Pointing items
____________________
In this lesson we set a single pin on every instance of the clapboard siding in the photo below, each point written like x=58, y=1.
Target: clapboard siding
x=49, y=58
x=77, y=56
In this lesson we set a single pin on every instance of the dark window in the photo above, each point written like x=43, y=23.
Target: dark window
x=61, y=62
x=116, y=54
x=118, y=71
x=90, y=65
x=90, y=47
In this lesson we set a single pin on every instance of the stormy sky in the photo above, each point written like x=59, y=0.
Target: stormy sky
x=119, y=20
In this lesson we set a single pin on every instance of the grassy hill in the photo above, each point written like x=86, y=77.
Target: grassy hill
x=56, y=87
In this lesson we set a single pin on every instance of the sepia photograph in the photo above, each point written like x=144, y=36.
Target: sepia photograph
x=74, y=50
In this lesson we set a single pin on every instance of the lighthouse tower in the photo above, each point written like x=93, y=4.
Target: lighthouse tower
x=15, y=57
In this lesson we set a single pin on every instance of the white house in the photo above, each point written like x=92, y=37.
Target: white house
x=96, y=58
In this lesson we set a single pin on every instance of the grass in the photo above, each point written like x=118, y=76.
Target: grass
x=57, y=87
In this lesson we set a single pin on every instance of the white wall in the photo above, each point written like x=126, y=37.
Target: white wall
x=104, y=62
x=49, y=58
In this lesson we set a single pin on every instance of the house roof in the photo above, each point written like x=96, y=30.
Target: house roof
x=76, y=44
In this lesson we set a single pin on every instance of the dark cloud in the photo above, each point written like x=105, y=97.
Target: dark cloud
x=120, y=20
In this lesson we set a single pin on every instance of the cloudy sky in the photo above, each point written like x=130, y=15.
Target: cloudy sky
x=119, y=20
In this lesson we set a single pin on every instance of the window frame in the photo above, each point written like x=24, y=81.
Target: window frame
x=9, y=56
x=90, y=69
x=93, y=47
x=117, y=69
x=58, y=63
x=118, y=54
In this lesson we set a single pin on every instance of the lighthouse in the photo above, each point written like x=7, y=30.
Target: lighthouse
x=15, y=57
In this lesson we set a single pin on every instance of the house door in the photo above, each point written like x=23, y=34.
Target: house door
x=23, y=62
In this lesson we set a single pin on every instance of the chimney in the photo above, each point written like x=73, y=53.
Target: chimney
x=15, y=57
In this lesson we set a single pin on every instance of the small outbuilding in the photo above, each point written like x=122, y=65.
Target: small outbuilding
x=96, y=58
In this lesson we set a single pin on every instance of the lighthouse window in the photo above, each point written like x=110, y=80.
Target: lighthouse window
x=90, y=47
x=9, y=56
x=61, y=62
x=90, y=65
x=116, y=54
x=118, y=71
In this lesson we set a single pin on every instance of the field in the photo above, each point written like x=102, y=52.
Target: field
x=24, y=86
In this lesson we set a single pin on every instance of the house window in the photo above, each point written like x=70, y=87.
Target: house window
____________________
» **OBJECTIVE**:
Copy the items word for word, starting at the line that contains "like x=122, y=65." and continuing through the last line of the items.

» **ANSWER TO THIS PROBLEM**:
In this lesson we set a single pin on every instance of the small outbuilding in the photo above, each point written like x=122, y=65.
Target: small outbuilding
x=96, y=58
In this lesson we set a single pin on every instance of the lighthouse window in the photo above, each point written like x=110, y=80.
Target: lighthouse window
x=90, y=47
x=9, y=56
x=61, y=62
x=90, y=65
x=116, y=54
x=118, y=71
In this lesson we set a single pin on every instance of the field in the photo above, each point written like x=102, y=52.
Target: field
x=24, y=86
In this lesson we set a single pin on every instance of the house window in the photo above, each point written like x=70, y=87.
Target: house window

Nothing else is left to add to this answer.